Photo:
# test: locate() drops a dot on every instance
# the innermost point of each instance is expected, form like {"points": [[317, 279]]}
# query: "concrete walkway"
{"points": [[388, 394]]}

• _Aim of the task_
From the lines above, keep only those that contain the string "instance", and copy each of them in full.

• _Exercise solution_
# test: locate() drops a dot on every instance
# the innermost point of each instance is expected, form like {"points": [[317, 279]]}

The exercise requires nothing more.